May God bless all his loved ones and comfort them at this tragic time of bereavement.
Many colleagues have spoken today of Charles’s great talents in this place and his great ability as a parliamentarian, but I rise to speak very briefly because, in common with the new hon. Member for Ross, Skye and Lochaber (Ian Blackford), I had the good fortune to spend a year in Ross, Cromarty and Skye, as the constituency was then known, as did Mary Macleod, our much lamented colleague, the former Member for Brentford and Isleworth, on whose behalf I also speak.
My experience of campaigning against Charles during the 1982 general election resounds well with the warm speech that his successor made a few moments ago. Charles could easily have very much resented this English-looking and English-sounding Scot that I am, turning up in his beloved highlands, trampling all over them and turning up at every single event. I remember taking part in a sponsored walk. A very good photograph appeared in the Aberdeen Press and Journal, with the magnificent headline: “The Tory is miles ahead”. I saw Charles that evening. I said, “I’m awfully sorry, Charles.” He said, “Don’t worry, James. The Aberdeen Press and Journal gets everything wrong.” I am extremely glad that, on that occasion, the Aberdeen Press and Journal did get that wrong.
Charles was warm and magnanimous in every single dealing I had with him. During the election campaign itself, we met at church hustings and public meetings. He was always kindness personified. He used to turn to me and say, “I can’t remember what the Liberal Democrat policy is on this, James. Can you just remind me?” and I would fill him in on a few details.

[Excerpt from a dataset]
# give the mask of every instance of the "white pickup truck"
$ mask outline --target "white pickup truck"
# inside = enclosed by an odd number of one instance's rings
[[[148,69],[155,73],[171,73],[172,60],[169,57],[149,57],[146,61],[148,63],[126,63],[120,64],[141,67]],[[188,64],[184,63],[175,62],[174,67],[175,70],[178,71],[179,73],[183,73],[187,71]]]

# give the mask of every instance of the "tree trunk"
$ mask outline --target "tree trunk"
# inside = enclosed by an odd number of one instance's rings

* * *

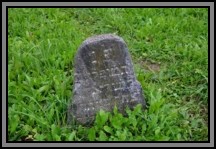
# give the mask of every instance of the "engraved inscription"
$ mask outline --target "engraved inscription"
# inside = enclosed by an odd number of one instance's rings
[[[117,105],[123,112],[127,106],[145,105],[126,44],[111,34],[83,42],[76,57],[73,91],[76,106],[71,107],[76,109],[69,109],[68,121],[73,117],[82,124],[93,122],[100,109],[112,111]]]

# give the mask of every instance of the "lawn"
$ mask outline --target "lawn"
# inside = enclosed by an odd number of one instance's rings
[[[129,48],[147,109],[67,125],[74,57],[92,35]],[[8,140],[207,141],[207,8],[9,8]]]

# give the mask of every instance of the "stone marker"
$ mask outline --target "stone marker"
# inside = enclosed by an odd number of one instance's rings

> Problem set:
1) Answer these questions using the tribute above:
(a) In which general election did the speaker campaign against Charles?
(b) What headline appeared in the Aberdeen Press and Journal with the photograph from the sponsored walk?
(c) At what kinds of events did the speaker and Charles meet during the election campaign?
2) Pick out every line of the listing that contains the string "trunk", treating case as significant.

> Replies:
1)
(a) The 1982 general election.
(b) "The Tory is miles ahead"
(c) At church hustings and public meetings.

2)
# give the mask of every instance of the "tree trunk"
$ mask outline --target "tree trunk"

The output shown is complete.